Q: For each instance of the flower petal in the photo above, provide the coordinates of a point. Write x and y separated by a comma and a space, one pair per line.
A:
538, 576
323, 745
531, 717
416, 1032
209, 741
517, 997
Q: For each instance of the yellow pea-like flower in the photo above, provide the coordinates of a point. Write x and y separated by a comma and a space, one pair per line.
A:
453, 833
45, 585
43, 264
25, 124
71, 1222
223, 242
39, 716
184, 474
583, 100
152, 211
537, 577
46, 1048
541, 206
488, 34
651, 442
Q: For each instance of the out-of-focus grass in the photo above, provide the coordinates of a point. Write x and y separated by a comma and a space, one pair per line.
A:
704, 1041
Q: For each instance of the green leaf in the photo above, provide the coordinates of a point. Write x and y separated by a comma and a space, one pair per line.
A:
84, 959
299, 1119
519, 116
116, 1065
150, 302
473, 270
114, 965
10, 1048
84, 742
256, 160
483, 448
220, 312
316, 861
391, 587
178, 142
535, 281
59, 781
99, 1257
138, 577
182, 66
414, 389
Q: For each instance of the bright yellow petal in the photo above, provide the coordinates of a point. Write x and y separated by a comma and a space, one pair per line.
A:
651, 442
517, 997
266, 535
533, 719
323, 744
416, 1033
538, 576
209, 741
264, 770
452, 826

+--

**Exercise**
For the records above, restate every line word for word.

**Result of the exercise**
Q: For each instance of the flower petal in the photo above, provide the coordinates of a point. Write x and y separated by a comma and a space, one pair per line.
A:
538, 576
323, 745
531, 717
416, 1032
209, 741
517, 997
Q: For each instance of the yellow pea-like flower in the photo above, provide the coordinates of a point. Write x and y separated by a comma and a space, one pair per line.
A:
453, 833
45, 585
43, 264
25, 124
71, 1222
223, 242
39, 716
184, 474
583, 100
152, 211
537, 577
46, 1048
541, 206
488, 34
651, 442
Q: For each instance of the out-of-focus grass in the photo above, provide the coordinates of a point. Write x and y separated by a comma and a space, one pair per line.
A:
704, 1041
Q: For each instance of the green leaf in the photo above, provide the coordinates of a point. Write x and y separated by a comma and a space, one pair per line.
A:
84, 959
299, 1119
519, 116
116, 1065
150, 302
473, 270
114, 965
10, 1048
84, 742
256, 160
483, 448
220, 312
316, 861
391, 587
178, 142
535, 281
59, 781
99, 1257
138, 577
182, 66
414, 389
Q: For each instance of the bright yellow petal in the photo above, provide the coordinates of a point. Write x and y separated by a comma and a space, one pair per line.
A:
651, 442
517, 997
266, 535
533, 719
323, 744
416, 1033
538, 576
209, 741
264, 770
452, 826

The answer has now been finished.